Skip the pictures. Reproduce all other material exactly.
"""
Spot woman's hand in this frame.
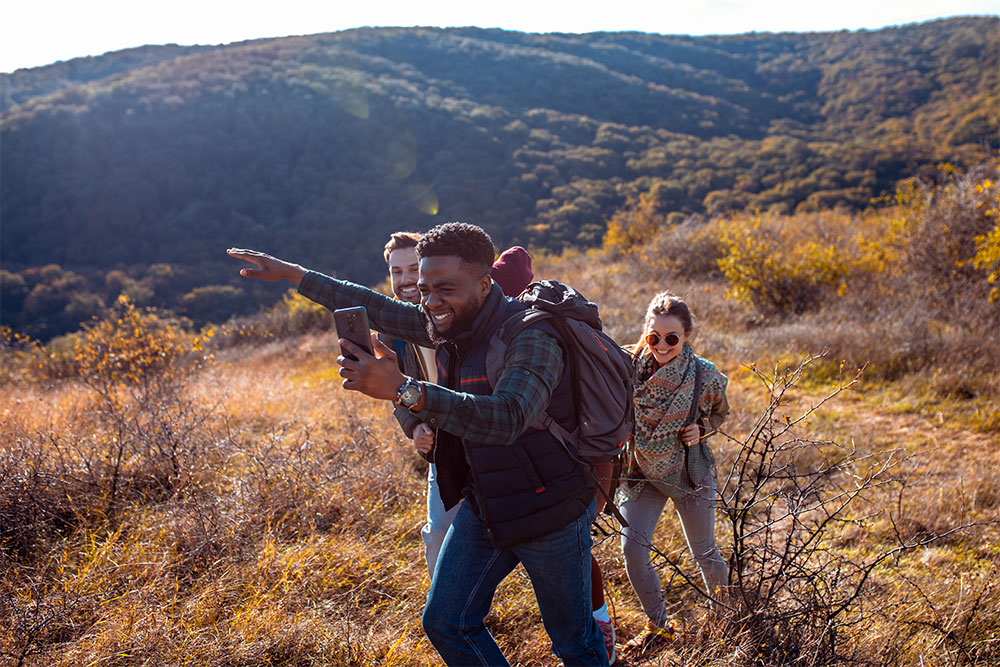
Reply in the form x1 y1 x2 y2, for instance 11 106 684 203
413 422 434 454
678 424 701 447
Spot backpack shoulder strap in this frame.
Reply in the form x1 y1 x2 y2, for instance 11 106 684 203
684 357 702 426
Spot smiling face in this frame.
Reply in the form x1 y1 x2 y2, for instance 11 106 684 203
646 315 688 366
389 246 420 303
417 255 493 343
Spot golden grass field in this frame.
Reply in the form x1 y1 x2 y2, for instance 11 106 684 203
0 164 1000 667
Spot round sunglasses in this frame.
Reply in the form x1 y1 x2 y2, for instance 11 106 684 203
646 331 681 347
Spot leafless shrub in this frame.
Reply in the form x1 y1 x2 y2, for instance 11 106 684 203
604 357 986 665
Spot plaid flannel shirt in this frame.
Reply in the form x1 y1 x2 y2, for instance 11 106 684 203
299 271 563 445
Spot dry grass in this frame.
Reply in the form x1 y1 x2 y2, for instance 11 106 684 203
0 234 1000 666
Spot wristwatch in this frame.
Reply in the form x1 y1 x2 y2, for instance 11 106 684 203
396 378 424 408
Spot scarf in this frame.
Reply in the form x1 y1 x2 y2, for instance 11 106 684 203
"""
▶ [EXERCISE RESULT]:
Spot woman's hand in this frame.
Reply in the form x1 y1 x2 y2, for instance 11 106 684 203
413 422 434 454
678 424 701 447
Spot backpack shoulder strap in this frame.
Reply in the form x1 y1 x2 y2, for instance 11 106 684 203
684 357 702 426
Spot smiling face in this frame.
Reply in the form x1 y1 x2 y2, for instance 11 106 684 203
646 315 688 366
389 246 420 303
417 255 493 343
Spot golden grass field in this frame.
Reply in the form x1 y1 x2 y2, for instance 11 106 684 203
0 164 1000 667
Spot round sunglasses in this frame.
Reply in the form x1 y1 x2 y2, for instance 11 106 684 203
646 331 681 347
Spot leafless shrub in this frame.
Reply in the form x1 y1 x2 y2, for instance 11 106 684 203
604 357 986 665
Spot plaid flannel shirt in this frame.
Reply in the form x1 y1 x2 y2, for instance 11 106 684 203
299 271 563 445
Spot dry grass in this frame.
Reply in the form x1 y1 x2 y2, for instance 11 106 684 203
0 234 1000 666
Spot wristwatch in this frame.
Reply in the form x1 y1 x2 y2, for instance 11 106 684 203
396 378 424 408
Spot scarf in this frame.
Reply in the form x1 y1 x2 y2, for instance 11 106 684 203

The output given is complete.